(Dataset entries)
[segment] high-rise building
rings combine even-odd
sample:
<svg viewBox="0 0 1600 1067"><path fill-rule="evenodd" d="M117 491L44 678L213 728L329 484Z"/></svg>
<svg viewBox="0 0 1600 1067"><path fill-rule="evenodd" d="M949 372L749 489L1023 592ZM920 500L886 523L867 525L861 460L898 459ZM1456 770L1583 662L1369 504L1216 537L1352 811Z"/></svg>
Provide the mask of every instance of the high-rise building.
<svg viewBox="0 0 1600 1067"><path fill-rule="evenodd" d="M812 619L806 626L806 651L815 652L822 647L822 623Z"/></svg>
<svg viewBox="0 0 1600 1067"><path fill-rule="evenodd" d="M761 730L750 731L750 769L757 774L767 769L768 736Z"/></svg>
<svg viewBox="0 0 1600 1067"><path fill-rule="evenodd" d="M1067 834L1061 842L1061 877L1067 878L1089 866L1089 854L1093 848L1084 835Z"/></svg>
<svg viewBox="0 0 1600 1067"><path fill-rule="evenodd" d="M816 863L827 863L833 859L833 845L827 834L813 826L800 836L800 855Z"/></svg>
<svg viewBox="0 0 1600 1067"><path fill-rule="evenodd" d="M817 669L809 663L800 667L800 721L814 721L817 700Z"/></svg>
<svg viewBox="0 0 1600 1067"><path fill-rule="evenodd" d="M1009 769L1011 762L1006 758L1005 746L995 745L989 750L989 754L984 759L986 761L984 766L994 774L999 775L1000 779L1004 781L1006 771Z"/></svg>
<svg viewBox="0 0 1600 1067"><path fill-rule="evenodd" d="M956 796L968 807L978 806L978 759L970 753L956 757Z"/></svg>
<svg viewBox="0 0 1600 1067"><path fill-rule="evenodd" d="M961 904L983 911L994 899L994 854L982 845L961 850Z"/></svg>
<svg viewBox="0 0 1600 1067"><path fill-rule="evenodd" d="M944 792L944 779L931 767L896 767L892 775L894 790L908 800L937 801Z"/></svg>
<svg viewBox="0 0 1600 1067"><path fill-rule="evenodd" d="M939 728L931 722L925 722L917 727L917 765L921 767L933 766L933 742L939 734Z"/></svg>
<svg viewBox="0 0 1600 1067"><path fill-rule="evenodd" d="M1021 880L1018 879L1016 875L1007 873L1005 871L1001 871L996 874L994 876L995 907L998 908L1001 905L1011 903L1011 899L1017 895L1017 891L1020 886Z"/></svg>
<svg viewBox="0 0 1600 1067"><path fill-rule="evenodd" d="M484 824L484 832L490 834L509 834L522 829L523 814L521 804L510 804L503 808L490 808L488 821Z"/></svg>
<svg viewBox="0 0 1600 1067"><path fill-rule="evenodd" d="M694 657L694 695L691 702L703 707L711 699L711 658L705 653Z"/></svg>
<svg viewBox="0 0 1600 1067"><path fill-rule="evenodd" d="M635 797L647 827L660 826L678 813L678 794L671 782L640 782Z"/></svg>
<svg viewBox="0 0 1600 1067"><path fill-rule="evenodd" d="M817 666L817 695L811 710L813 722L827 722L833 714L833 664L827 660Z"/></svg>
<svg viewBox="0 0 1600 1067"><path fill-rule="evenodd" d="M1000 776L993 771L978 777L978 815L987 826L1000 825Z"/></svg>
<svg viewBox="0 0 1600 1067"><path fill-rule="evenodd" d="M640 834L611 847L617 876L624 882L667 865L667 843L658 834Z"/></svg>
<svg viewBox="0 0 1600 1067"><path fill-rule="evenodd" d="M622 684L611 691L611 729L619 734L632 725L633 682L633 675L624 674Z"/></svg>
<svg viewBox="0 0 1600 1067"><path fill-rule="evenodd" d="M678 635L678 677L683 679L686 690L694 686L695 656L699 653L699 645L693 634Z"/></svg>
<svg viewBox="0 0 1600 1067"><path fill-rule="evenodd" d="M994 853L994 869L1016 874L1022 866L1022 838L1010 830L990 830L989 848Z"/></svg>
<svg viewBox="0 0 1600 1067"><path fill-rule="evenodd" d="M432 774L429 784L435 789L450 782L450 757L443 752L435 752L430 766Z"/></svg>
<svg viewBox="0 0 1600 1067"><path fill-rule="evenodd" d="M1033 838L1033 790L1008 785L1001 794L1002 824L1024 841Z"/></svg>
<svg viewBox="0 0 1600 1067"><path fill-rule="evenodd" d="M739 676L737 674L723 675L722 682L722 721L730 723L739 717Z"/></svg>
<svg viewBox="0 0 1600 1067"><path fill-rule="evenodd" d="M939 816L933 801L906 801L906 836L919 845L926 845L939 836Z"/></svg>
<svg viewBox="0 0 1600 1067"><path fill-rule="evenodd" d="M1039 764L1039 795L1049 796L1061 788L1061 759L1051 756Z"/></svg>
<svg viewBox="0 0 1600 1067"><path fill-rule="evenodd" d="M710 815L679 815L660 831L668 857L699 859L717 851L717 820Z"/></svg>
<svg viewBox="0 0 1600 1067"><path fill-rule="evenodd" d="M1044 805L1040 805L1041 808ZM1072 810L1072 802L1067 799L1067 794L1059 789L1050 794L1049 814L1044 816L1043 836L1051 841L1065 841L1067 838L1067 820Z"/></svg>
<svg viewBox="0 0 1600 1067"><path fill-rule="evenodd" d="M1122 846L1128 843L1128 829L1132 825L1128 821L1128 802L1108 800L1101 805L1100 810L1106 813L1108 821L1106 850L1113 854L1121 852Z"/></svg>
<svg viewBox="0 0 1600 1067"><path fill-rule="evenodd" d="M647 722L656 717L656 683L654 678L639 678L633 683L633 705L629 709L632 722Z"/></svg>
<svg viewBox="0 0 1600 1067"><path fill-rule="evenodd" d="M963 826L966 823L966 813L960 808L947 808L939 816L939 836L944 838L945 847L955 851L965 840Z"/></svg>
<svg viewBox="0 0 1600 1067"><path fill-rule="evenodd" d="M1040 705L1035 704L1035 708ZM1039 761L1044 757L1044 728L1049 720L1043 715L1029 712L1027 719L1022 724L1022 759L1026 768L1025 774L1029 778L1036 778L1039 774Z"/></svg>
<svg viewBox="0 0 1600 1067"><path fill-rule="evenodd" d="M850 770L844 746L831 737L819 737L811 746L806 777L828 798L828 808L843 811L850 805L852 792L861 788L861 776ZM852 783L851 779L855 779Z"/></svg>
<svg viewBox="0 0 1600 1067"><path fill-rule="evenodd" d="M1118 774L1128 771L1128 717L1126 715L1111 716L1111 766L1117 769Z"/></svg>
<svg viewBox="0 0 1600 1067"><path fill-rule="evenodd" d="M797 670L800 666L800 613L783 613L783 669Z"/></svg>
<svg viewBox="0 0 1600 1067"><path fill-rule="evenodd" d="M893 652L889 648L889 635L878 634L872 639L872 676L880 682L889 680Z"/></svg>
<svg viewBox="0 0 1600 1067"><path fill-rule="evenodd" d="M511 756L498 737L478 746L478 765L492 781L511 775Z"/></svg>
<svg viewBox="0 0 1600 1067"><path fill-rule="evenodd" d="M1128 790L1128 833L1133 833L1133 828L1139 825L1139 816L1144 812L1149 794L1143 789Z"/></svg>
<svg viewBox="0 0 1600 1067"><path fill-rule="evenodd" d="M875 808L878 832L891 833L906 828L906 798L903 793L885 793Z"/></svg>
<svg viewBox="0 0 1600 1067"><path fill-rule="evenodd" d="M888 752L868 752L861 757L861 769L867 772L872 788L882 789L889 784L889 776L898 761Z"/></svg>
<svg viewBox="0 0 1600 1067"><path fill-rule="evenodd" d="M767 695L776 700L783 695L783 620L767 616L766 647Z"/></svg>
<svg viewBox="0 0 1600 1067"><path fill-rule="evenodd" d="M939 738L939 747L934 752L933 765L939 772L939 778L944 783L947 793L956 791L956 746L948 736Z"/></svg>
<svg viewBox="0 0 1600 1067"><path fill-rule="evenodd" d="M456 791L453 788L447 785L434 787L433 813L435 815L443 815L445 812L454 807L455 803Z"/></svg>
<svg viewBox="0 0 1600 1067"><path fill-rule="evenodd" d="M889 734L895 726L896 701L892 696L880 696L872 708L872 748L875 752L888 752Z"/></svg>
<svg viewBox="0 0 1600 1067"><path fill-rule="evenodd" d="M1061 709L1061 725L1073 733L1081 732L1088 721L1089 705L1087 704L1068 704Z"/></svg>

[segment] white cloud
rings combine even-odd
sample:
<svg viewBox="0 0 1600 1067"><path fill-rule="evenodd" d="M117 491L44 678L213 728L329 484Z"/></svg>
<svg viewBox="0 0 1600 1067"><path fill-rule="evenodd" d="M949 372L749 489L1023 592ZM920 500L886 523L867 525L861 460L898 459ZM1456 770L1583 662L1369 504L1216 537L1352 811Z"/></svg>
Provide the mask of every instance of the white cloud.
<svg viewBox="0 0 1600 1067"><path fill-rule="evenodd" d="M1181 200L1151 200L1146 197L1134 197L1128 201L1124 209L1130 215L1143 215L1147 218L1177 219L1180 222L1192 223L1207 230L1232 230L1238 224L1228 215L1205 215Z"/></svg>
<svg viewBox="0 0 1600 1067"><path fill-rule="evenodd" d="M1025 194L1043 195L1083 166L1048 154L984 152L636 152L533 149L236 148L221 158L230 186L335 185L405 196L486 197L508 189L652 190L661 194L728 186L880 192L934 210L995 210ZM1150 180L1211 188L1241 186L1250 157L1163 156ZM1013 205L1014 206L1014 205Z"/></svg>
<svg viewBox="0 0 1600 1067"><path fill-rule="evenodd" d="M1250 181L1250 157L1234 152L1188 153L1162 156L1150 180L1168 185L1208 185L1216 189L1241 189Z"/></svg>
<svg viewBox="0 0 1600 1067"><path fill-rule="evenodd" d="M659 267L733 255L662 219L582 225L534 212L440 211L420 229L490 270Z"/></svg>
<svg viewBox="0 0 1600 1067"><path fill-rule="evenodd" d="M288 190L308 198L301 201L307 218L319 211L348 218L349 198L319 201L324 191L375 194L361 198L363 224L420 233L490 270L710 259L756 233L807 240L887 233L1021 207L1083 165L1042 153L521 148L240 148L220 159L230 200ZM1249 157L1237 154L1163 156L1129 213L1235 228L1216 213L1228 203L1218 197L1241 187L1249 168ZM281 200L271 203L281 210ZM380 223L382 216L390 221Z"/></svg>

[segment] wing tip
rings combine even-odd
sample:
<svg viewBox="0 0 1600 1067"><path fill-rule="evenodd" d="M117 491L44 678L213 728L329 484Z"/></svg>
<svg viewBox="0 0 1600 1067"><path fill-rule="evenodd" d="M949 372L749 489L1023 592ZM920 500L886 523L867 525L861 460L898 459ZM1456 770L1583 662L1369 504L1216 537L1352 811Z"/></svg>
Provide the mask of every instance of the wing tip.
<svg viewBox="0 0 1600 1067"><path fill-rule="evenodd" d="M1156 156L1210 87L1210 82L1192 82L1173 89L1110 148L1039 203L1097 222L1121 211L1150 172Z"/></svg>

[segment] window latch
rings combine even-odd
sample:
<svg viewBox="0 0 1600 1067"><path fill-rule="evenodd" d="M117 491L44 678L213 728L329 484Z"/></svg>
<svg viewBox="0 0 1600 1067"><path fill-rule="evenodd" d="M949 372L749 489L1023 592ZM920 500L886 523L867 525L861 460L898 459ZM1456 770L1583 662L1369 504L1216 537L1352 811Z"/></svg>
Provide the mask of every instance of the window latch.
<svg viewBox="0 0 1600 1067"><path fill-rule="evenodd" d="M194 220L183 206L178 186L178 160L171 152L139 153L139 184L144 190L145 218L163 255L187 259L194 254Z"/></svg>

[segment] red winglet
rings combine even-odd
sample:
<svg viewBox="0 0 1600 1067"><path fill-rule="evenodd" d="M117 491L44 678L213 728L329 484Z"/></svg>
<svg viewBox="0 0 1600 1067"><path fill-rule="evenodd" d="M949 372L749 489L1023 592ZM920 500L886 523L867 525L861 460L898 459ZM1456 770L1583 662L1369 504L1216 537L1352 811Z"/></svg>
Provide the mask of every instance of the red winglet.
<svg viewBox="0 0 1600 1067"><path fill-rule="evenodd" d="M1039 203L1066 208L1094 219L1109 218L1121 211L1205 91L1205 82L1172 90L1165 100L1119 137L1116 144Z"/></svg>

**Task to complete:**
Filter the records above and return every line that holds the word "segment".

**Expected answer:**
[segment] high-rise building
[segment] white cloud
[segment] wing tip
[segment] window latch
[segment] red winglet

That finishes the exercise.